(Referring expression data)
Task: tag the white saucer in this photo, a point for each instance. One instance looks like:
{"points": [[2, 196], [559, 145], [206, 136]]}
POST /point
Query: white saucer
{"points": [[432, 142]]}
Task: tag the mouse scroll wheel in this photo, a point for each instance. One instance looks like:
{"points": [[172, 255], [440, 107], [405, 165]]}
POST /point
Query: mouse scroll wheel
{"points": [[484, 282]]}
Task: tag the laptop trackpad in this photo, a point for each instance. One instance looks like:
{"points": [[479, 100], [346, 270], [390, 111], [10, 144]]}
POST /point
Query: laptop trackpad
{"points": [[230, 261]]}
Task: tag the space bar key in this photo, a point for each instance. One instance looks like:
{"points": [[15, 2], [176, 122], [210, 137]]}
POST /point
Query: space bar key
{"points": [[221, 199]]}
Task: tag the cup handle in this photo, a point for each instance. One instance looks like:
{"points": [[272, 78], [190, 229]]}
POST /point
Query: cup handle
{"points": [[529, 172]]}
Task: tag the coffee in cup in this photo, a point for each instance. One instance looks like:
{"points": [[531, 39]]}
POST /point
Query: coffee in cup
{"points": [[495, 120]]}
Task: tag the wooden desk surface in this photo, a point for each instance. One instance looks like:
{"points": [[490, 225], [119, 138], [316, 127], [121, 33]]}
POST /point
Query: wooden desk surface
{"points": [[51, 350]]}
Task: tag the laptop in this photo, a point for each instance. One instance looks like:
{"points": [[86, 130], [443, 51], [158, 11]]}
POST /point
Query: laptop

▶ **Problem to work on**:
Where in the records above does the word "Task" appear? Copy each line that holds it.

▶ **Written solution**:
Task: tag the white saucer in this photo, a point for each instance. One instance looks like:
Task: tag the mouse scroll wheel in this photo, a point for each instance. One instance looks like:
Task: tag the laptop trackpad in this photo, a point for each instance. One instance looks like:
Task: tag the space bar key in this photo, a point for each instance. One instance looks like:
Task: tag the cup handle in this photo, a point for each instance. One instance looks like:
Task: tag the coffee in cup in this photo, a point for each instance. One instance looks like:
Task: tag the wooden desk surface in this photo, a point for each instance. One instance looks like:
Task: tag the laptop in this photo, a point for each instance. One instance looks like:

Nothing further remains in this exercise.